• PROBLEM TO SOLVE
Could you restate exactly the lines that begin at the line with "Please drop a marker on the sky" and end at the final line of the data?

[Point localization data]
○ ○ ○ ○
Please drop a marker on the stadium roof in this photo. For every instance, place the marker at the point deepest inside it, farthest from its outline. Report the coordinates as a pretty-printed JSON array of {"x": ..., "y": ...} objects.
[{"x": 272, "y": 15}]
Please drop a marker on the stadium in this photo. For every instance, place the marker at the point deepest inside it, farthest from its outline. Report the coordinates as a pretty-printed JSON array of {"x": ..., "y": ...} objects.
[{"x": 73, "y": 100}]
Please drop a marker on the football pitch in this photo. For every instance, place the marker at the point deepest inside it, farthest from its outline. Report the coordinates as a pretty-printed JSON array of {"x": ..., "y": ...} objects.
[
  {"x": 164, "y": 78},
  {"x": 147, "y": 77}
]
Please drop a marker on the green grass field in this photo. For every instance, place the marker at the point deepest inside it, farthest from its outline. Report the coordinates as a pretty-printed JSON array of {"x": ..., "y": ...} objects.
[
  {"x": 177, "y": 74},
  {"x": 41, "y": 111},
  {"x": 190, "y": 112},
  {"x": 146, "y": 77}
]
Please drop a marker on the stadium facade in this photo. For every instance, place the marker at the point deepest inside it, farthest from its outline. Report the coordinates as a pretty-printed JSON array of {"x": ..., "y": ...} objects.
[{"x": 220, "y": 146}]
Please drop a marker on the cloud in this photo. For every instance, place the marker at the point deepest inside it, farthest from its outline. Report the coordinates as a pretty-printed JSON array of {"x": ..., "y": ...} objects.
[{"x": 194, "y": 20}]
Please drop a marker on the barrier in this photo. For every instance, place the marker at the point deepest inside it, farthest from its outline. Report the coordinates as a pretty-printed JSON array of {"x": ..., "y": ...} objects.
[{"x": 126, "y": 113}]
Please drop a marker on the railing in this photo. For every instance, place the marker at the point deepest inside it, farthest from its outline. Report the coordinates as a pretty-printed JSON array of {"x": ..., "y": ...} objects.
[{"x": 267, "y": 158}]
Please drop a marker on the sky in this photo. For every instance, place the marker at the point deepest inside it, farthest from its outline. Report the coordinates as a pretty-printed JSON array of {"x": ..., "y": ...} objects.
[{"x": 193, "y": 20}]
○ ○ ○ ○
• THE ANSWER
Please drop a marker on the sky in this photo. For every instance, place the marker at the point deepest inside it, farthest from its outline. Report the coordinates as a pretty-printed JSON array of {"x": ..., "y": ...} objects.
[{"x": 193, "y": 20}]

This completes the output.